_Dataset records:_

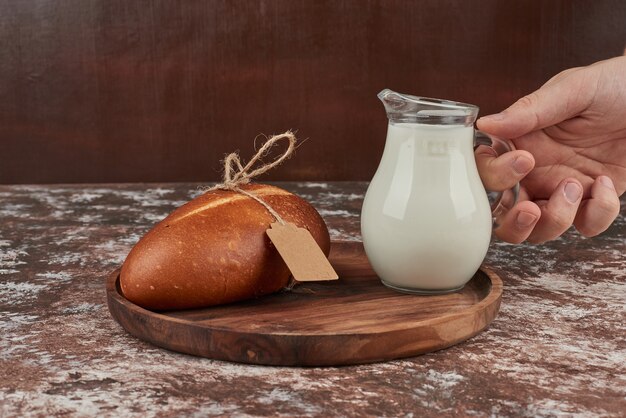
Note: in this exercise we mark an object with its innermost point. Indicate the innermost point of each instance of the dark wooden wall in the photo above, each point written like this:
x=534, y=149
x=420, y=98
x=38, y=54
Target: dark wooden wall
x=161, y=90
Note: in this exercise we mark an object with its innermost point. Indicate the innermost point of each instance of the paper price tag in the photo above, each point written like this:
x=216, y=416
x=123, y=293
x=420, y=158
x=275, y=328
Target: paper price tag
x=303, y=256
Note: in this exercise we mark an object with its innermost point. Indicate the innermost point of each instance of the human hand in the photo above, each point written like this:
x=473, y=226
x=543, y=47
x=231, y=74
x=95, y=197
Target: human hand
x=570, y=137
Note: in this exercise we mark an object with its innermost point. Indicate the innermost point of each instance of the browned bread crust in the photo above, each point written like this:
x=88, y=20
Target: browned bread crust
x=214, y=250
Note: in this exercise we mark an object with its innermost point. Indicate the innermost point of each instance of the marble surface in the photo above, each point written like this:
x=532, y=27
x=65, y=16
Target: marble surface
x=557, y=347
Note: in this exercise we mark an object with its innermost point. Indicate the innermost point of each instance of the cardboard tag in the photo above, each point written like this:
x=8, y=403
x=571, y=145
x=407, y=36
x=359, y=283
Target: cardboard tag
x=303, y=256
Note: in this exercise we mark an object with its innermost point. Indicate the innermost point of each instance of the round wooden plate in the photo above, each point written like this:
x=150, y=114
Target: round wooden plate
x=349, y=321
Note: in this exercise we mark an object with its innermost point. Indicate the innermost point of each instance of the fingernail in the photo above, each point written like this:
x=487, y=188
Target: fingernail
x=496, y=117
x=573, y=192
x=522, y=165
x=605, y=181
x=525, y=219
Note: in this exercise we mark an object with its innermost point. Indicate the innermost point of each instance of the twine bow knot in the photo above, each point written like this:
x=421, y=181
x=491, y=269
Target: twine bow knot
x=236, y=174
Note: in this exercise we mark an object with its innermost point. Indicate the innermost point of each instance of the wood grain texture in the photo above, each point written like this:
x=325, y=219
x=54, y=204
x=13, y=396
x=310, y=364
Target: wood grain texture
x=355, y=320
x=159, y=90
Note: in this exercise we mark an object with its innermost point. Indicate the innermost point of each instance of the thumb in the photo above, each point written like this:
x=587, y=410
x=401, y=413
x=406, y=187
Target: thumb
x=559, y=100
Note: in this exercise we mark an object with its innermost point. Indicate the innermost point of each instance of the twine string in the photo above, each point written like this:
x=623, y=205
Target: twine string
x=236, y=174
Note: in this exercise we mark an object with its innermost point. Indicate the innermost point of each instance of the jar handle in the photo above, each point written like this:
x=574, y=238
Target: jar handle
x=505, y=200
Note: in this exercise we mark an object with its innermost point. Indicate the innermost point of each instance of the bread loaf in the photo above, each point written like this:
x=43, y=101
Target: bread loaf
x=214, y=250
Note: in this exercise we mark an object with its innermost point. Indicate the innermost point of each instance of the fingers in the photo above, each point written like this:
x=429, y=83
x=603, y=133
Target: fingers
x=597, y=213
x=558, y=213
x=503, y=172
x=565, y=97
x=518, y=223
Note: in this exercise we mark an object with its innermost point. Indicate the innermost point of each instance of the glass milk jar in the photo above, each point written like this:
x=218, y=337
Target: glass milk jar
x=426, y=220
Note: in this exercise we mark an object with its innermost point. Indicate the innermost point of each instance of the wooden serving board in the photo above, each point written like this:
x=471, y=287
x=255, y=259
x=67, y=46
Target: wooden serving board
x=350, y=321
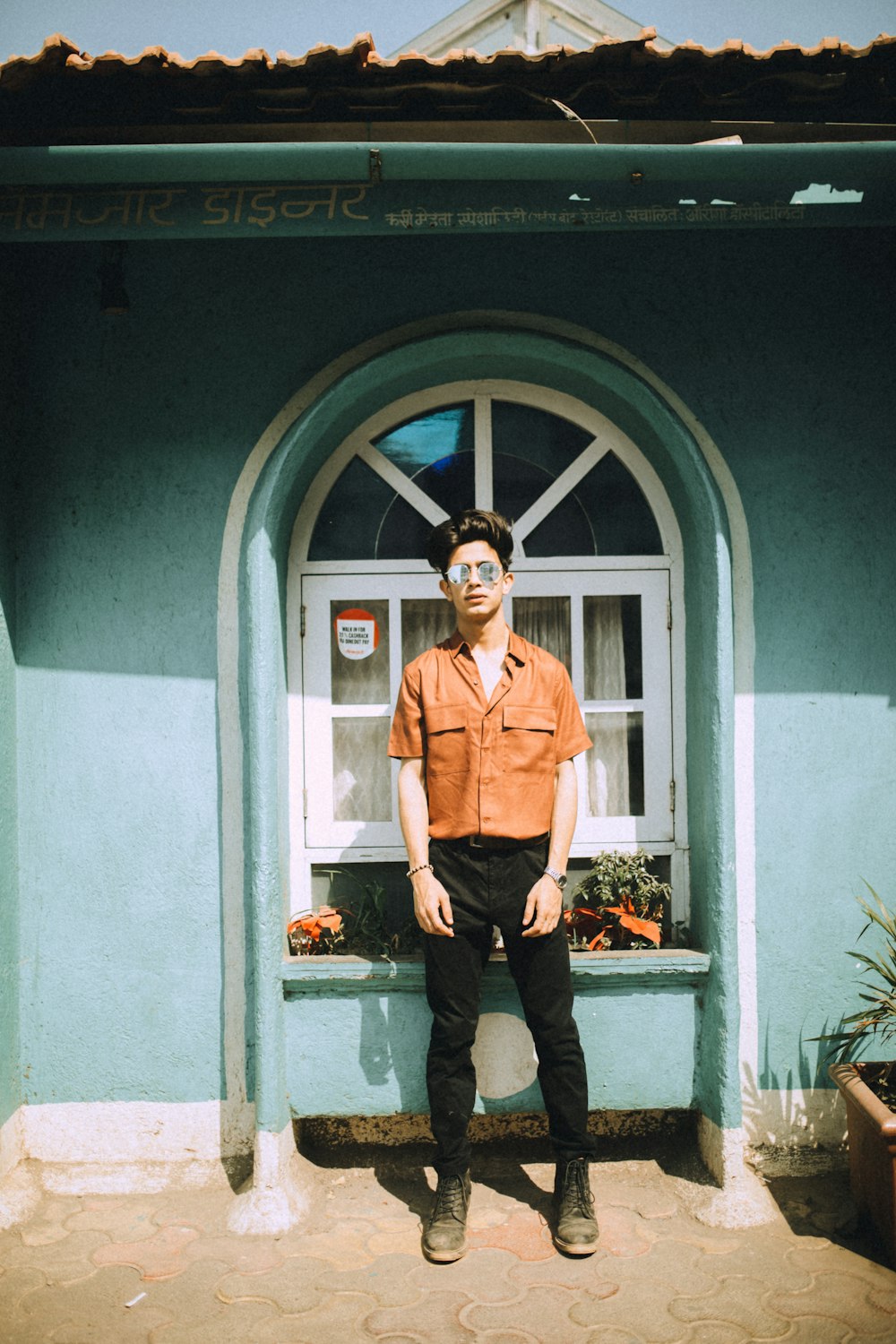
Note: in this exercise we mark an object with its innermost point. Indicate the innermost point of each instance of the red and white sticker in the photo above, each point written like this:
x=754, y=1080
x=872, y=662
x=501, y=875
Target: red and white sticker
x=358, y=634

_Aim of the task:_
Reproduce every one of the entries above word for word and line for line, leaving out the pictures.

_Expected answer:_
Note: in this exercise we mark an object with its innermost point. Indicate the innermost point of each instance of the dark wooden wall in the photo above, each point written like this:
x=534, y=149
x=420, y=98
x=38, y=54
Target: dark wooden wall
x=161, y=90
Note: in this exercise we mark an object with its innermost point. Indicate the innermost point of each instance of the paper price tag in the photo above, each point written like this:
x=216, y=416
x=123, y=293
x=420, y=158
x=275, y=328
Target: paper price tag
x=303, y=256
Note: in this exercise we mark an object with its innermost point. Indicate the innermost point of each instance of the human hand in the photo above, each point written like this:
x=473, y=226
x=543, y=47
x=231, y=74
x=95, y=197
Target: human hand
x=570, y=137
Note: in this exercise we mark an object with its innermost point. Indicate the innermost point of each instance of the browned bread crust in the photo above, each point written like this:
x=88, y=20
Target: browned bread crust
x=214, y=250
Note: in this exercise we mark an object with its innermost point. Indicate the innermost point of each instance of the marble surface in the photo above, each point written like this:
x=532, y=27
x=65, y=16
Target: marble surface
x=557, y=347
Note: in this exercise we mark an object with its innermost point. Indicate the innermost point of each instance of the cardboard tag in the photo above, each point written like this:
x=8, y=403
x=571, y=145
x=407, y=36
x=359, y=283
Target: cardboard tag
x=303, y=256
Note: in this exercise we mark an object with its innermost point. Indicate the innermost point of each instance of the round wooden plate in the photo above, each point written like this:
x=150, y=114
Target: round wooden plate
x=349, y=321
Note: in this exercise we mark an object with its innermost point. Indicate the innermost point of each instance of the fingernail in the photo above, each point written like this:
x=487, y=188
Target: fingernail
x=496, y=117
x=573, y=192
x=522, y=165
x=605, y=181
x=525, y=219
Note: in this exercise we mark an object with its innermost point. Indicate the innermost point of each instance of the twine bow knot in the photo above, each point written like this:
x=421, y=181
x=491, y=269
Target: twine bow knot
x=236, y=174
Note: in this exercise we mark an object with its innermost point. Indicate the innermost point of each instance of the wood grain texture in the photo above, each point written like this:
x=325, y=219
x=54, y=204
x=13, y=396
x=310, y=364
Target: wood grain texture
x=355, y=320
x=159, y=90
Note: in this exercise we mark an object with its innermost point. Indicate the innermost point of each instance of the thumb in the photo above, each point written like this:
x=587, y=410
x=401, y=413
x=406, y=187
Target: thumb
x=559, y=100
Note: in this exercise we mark an object with its innermost point. Indicate the innermost point of each instance of the twine string in the photo above, each point written like this:
x=623, y=205
Target: twine string
x=236, y=174
Note: in this exercise we mark an object with its innermost point. Indicate the innermost point of each instance of the jar handle in the photo above, each point written like this:
x=574, y=238
Target: jar handle
x=505, y=200
Note: in this exercise we mark an object with its innermost point. Indicate the innermost point of each instance of the bread loaf in the photo above, each point written like this:
x=43, y=101
Target: bread loaf
x=214, y=250
Note: in this exercise we mark an object with its innermost point. Indicate the innermost point of each instance of the fingers in the photo above, each point written like this:
x=429, y=83
x=603, y=133
Target: fingers
x=597, y=213
x=558, y=213
x=503, y=172
x=565, y=97
x=518, y=223
Note: in this exercise we mark an object with its innermost point. Indicate the innermost point of each instance of the glass milk jar in the photo above, each point written like this:
x=218, y=337
Target: glass milk jar
x=426, y=220
Note: in this exercise we mark an object with its innermost point. Indicate the innermost point of each instance of the wooden serving board in the photo above, each point written like this:
x=471, y=287
x=255, y=259
x=67, y=46
Target: wooden serving board
x=350, y=321
Note: in this exercise we mark an object with its innermost point. Indicate the innermost point of each instance of the red and white sticker in the photo above, each point written like this:
x=754, y=1080
x=872, y=662
x=501, y=875
Target: red and white sticker
x=358, y=634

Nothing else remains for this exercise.